Assignment. The output should contain the listing word for word and no pictures.

Data to use.
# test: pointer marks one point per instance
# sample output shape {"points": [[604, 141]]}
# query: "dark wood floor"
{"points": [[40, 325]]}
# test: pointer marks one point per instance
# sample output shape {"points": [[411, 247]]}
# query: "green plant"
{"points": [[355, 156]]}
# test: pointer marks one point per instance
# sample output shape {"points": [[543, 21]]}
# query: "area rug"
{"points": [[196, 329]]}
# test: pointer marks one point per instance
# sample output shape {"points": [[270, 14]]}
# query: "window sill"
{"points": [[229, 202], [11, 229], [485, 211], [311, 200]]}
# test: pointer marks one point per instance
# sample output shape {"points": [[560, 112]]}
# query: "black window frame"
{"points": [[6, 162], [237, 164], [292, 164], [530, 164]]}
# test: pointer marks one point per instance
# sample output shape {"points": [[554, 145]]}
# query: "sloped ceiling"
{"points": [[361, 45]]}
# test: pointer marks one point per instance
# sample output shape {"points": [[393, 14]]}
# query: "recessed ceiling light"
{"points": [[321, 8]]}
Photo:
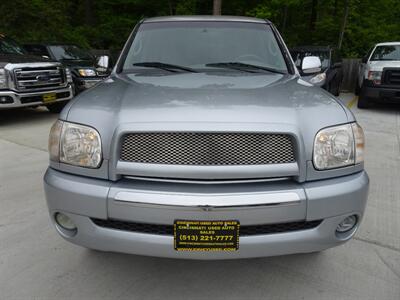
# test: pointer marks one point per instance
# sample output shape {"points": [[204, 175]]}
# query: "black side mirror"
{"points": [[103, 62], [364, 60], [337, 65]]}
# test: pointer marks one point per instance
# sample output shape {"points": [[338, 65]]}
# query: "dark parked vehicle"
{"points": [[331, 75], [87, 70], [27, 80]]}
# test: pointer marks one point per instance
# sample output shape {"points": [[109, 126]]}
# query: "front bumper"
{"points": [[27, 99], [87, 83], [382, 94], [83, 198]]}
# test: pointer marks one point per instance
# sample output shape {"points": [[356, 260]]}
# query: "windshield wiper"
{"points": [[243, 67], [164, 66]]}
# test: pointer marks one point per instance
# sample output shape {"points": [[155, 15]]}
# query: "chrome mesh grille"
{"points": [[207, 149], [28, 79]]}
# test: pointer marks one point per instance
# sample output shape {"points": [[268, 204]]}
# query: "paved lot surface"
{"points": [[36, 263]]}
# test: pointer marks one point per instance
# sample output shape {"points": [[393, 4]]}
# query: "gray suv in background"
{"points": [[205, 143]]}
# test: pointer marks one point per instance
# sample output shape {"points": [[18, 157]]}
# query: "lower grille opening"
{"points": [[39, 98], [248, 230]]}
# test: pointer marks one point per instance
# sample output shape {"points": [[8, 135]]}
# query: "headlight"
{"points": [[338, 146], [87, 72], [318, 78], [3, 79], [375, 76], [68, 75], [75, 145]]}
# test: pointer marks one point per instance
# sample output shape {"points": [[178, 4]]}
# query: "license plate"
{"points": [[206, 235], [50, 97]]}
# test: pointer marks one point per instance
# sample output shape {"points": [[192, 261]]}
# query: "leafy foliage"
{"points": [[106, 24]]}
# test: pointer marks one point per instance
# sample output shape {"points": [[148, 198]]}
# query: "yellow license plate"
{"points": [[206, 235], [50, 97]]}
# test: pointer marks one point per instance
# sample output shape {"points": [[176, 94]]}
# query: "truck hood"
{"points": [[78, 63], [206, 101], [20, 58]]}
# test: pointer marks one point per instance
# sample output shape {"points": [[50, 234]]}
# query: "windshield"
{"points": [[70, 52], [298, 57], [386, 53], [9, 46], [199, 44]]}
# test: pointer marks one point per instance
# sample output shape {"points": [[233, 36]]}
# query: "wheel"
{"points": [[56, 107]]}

Reply.
# test: pointer marks one point per instance
# sample output shape {"points": [[604, 141]]}
# query: "dark wood floor"
{"points": [[40, 325]]}
# test: pointer marks one point per instance
# sample output shape {"points": [[411, 247]]}
# query: "green plant"
{"points": [[355, 156]]}
# test: pointer marks one point per instance
# sample output shape {"points": [[543, 21]]}
# query: "area rug"
{"points": [[196, 329]]}
# test: pointer marks one point per instance
# sample output shape {"points": [[270, 14]]}
# query: "window sill"
{"points": [[229, 202], [11, 229], [485, 211], [311, 200]]}
# test: pointer marks one point per instance
# sample output shape {"points": [[560, 112]]}
# query: "black window frame"
{"points": [[6, 162], [237, 164], [292, 164], [530, 164]]}
# test: pointer marks one point per instance
# sample output shape {"points": [[554, 145]]}
# query: "sloped ceiling"
{"points": [[361, 45]]}
# test: pointer marks one point per instance
# sample output shape {"points": [[393, 14]]}
# query: "recessed ceiling light"
{"points": [[321, 8]]}
Photo:
# test: pointer marks one point per instance
# sample output shape {"points": [[204, 175]]}
# query: "black side mirror"
{"points": [[103, 62], [364, 60], [337, 65]]}
# test: pointer marks one point per instance
# sample output shape {"points": [[338, 65]]}
# query: "dark parked vehicle"
{"points": [[331, 75], [87, 70], [27, 80]]}
# test: pointer marks one point per instance
# sample output shape {"points": [[109, 126]]}
# query: "front bumper"
{"points": [[27, 99], [87, 83], [382, 94], [83, 198]]}
# test: pointer marks one point per instance
# sample output shape {"points": [[356, 260]]}
# query: "windshield wiper"
{"points": [[243, 67], [164, 66]]}
# test: pointer marks one point per instance
# sample output shape {"points": [[155, 15]]}
# query: "chrome mesh grille"
{"points": [[207, 149], [28, 79]]}
# test: pointer marks one point per instance
# sample output shape {"points": [[268, 204]]}
# query: "paved lot surface"
{"points": [[36, 263]]}
# test: pointer marks one point per instance
# sample output shape {"points": [[393, 4]]}
# query: "gray suv in background"
{"points": [[205, 143]]}
# test: pointer marks one point per instance
# sample output shape {"points": [[18, 157]]}
# query: "lower grille opening"
{"points": [[39, 98], [248, 230]]}
# test: pointer marks one point per instance
# sample output shape {"points": [[8, 135]]}
# query: "headlight"
{"points": [[338, 146], [87, 72], [318, 78], [3, 79], [375, 76], [68, 75], [75, 145]]}
# test: pointer marks one point per instance
# sample output shape {"points": [[178, 4]]}
# query: "license plate"
{"points": [[206, 235], [50, 97]]}
# test: pointer marks one point per instance
# sample output shape {"points": [[192, 261]]}
# query: "leafy foliage"
{"points": [[106, 24]]}
# test: pointer marks one point per instance
# sample output shape {"points": [[148, 198]]}
# query: "yellow license plate"
{"points": [[206, 235], [50, 97]]}
# test: pointer marks one point per instance
# sample output shape {"points": [[176, 94]]}
# query: "truck hood"
{"points": [[78, 63], [206, 101], [20, 58]]}
# test: pointer marks one point per instance
# sample output shape {"points": [[50, 234]]}
# query: "windshield"
{"points": [[70, 52], [298, 57], [386, 53], [9, 46], [199, 44]]}
# test: pointer marks one point per instance
# sample output shape {"points": [[233, 36]]}
# query: "wheel"
{"points": [[56, 107]]}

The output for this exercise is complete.